SET EXERCISE A -
Decide whether each statement below agrees with the holiday blog post, answering yes or no and quoting the words of the post that settle it. (i) The writer still owes the landlord $1400 in back rent. (ii) The writer's television died two weeks ago. (iii) The state of Connecticut's department of children and families turned down the request to pay the writer's student loans.
SET EXERCISE B -
Extend the holiday blog post, picking up right after its last sentence.

Sunday, November 29, 2009

tis' the season, to give thanks

and so it begins...another holiday season has landed smack dead in my lap. i used to only think of this time as a constant reminder of where i wasn't in my life and the constant lack of that i experienced since i moved to New York. with the beginning of this season, as with the past several months of me creating this blog i have been doing my best to change my thoughts about my life--constantly trying to see the positive in whatever comes my way. Dr. Michael Beckwith said on the Oprah show that using the word "trying" or phrase "trying to do", and i quote "only means you're failing with honor". since i heard him say that, i've started using the phrase "doing my best to". with that being said, i've been doing my best to keep my head held up high and moving forward despite the ongoing woes that pop in my life every now and again.

it's the end of November, and this past Thursday was Thanksgiving which means that Christmas is literally right around the corner. let's start with Thanksgiving, didn't get a chance to go home to spend the whole weekend with family like i want; furthermore, i thought i would a chance to go home tomorrow Sunday and i'm not going to be able to due to my lack of funds. it's okay, but what's going to make it difficult is breaking the news to my mother. she already called me early this morning wanting to know what time was i arriving, and when i told her that i was coming tomorrow (Sunday)...she took on this little disappointed voice and tried to guilt me into visiting a day earlier. she should know by now that that does not work on me...still, i don't want to hurt her feelings--as cold as i can be sometimes, i do have a heart. luck has it, i was contacted by a co-worker asking me if i wanted to work some extra hours Sunday since they were going to be short one person on the shift. "of course" i said, because not only will i make up two hours for leaving early this week, i'll be able to have some extra money to travel home...hopefully she'll understand.

as i stated earlier this time of year was always a constant reminder of the things i wanted and still didn't have. for instance, money--this year like last year i still don't have much...in fact i have very little. 2 1/2 months ago my television died, and shortly there after the cable service was "interrupted" (yet again). last week my phone/dsl service was also interrupted, and the amount of both bills combined with the fact that i have to purchase a new television...it hurts my heart. not to mention i doing my best to keep food in the refrigerator, and i'm still sewing patches on a pair of jeans that i really need to throw away. to top it all off, i still owe my landlord $1400 in back rent. okay, here's where the new way of thinking kicks in...are you ready?! starting with my landlord and back rent--at least i still have a roof over my head and he's not trying to evict me, and he's being very understanding about the whole thing. my patchy jeans, at least i have a pair to wear. they may not be designer or the best, but at least i have something...this too will pass and one day i will have a closet full of the best clothing money can buy. putting food into the refrigerator, at least i have a fridge to put food into and least i have something to eat. finally, as for the cable/television/phone/dsl...all in due time everything will be turned back on (yet again) and a new television will be purchased. sorry if i sound a bit sarcastic, but to be perfectly honest a person can't help but feel a bit overwhelmed or like a loser when things like this happen. on this front i'm working very hard to turn "trying" into "doing my best". there are a few things i will say that i'm immensely thankful for. one being that i still have a job that's keeping a roof over my head. two, i took a big chance at asking the state of connecticut's department of children and families to pay my student loans--and that paid off! they'll be cutting a check to wipe out the remaining amount of money i owe. after nine months of waiting and then unexpectedly falling into some overtime hours, I FINALLY GOT MY HAIR DONE!!! let me tell you right now...my hair is just too fierce! the perm took to it so well, and i got this whip action that i'm loving. finally, i have my health. it's so easy to take that for granted, but every morning i wake up...i'm happy.

INFORMATION PROVIDED -
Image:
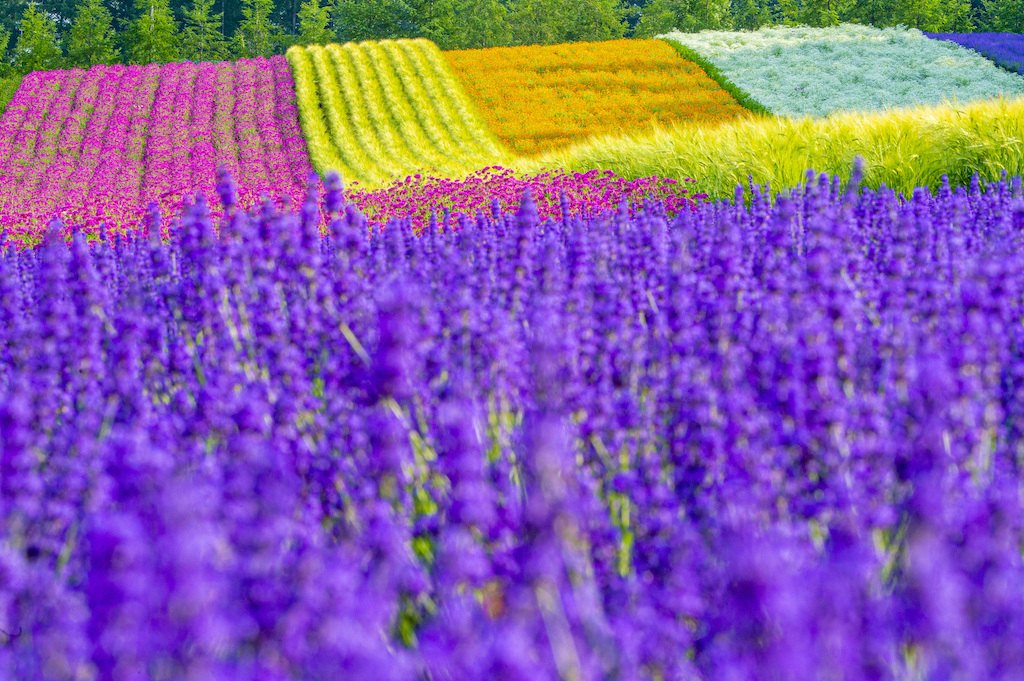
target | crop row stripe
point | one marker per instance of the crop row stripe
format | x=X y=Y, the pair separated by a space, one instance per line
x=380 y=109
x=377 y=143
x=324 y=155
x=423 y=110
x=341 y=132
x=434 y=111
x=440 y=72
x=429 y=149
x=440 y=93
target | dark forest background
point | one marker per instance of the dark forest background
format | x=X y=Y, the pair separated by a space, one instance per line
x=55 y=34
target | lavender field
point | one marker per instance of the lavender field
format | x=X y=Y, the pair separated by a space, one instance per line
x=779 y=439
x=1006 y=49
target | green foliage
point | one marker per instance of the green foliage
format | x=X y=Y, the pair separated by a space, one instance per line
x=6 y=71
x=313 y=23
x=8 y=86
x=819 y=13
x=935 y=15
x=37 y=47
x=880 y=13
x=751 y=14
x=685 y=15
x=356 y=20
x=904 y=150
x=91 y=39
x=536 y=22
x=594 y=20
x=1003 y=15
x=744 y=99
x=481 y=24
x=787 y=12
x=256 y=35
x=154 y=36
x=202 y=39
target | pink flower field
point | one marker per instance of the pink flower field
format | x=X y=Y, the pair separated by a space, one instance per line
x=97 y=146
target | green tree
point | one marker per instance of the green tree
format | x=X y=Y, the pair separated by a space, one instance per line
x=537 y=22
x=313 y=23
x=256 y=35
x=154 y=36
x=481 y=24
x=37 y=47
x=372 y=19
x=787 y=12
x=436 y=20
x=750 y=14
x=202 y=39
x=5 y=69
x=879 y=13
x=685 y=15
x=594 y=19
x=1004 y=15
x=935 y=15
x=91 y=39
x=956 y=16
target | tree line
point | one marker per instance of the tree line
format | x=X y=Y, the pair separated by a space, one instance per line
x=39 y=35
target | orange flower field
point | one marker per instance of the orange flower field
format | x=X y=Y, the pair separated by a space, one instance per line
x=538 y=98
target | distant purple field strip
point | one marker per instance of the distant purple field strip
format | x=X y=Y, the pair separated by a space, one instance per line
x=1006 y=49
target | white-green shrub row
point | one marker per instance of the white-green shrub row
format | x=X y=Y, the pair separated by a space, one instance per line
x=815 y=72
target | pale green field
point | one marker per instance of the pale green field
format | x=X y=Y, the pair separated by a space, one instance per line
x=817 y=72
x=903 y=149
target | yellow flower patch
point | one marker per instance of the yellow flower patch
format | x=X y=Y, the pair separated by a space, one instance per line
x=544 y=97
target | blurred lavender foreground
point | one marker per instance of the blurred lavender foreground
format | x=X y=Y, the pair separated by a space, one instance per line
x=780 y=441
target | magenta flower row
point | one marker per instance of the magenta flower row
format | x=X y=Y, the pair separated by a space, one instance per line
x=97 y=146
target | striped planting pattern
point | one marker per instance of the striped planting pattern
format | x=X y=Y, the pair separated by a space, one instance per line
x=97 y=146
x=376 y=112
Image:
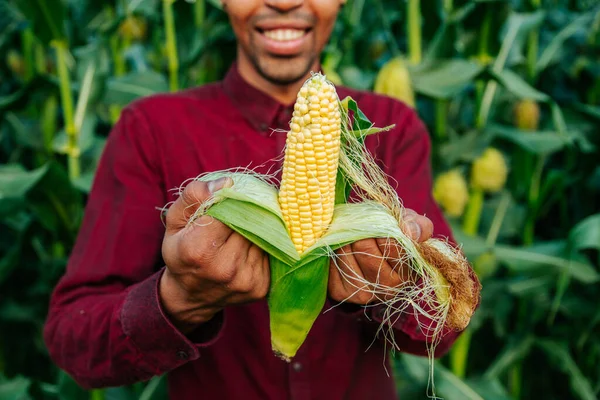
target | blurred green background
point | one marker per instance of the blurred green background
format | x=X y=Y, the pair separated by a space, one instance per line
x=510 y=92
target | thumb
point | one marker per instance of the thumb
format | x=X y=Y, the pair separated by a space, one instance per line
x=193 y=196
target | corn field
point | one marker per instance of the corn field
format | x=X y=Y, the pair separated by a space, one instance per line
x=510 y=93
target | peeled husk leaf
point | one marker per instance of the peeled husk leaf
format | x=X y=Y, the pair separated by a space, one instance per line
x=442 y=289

TASK RESULT A -
(i) Yes: "i still owe my landlord $1400 in back rent."
(ii) No: "2 1/2 months ago my television died"
(iii) No: "that paid off! they'll be cutting a check to wipe out the remaining amount of money i owe."

TASK RESULT B -
for the first time in a long time, i'm actually ready to take on the new year. before, i was just sitting and waiting hoping against all odds that the new year would be better than the previous. this time i can't wait for it to begin. i know that i'll start off the new year with the student loans finally paid off, and it's just a matter of time before it's income tax time. so, things are looking on the up and up for me...i'm doing my best to see the lesson in every situation that arises. i know that i'm incredibly blessed and that i have a lot to be thankful for. i do still have all of my dreams that keep me going, and to tell you the God's honest truth...i finally believe that i can make them all come true one by one. my mind has been very ADD/Schizophrenic this past year, so for the new year i have to really work hard on calming it down and focusing all of my energy in the right direction and not take the approach of throwing things at the wall and seeing what sticks. i'm extremely "amped" up for the new year, and i believe for the first time that it will be very good to me--tough, but still good. I'll keep you posted, God Bless.

Sunday, November 8, 2009

taking chances

i haven't written these past several weeks, because i honestly didn't know what to write about. i didn't just want to write about any old thing that came into my mind...not that i've done that since creating this blog. i've tried to do my best to be as honest (maybe too honest) about letting you know what's going in my life at that particular time. a few weeks ago i was going to write about my problem with men (lack of), and it started out a little funny--then i thought...i've talked about this subject for too damn long for so many years. then, i decided to let my topics/subjects just come to me naturally and not force them. it has taken a while, but i've collected my thoughts and now i'm ready to let you know what's going on.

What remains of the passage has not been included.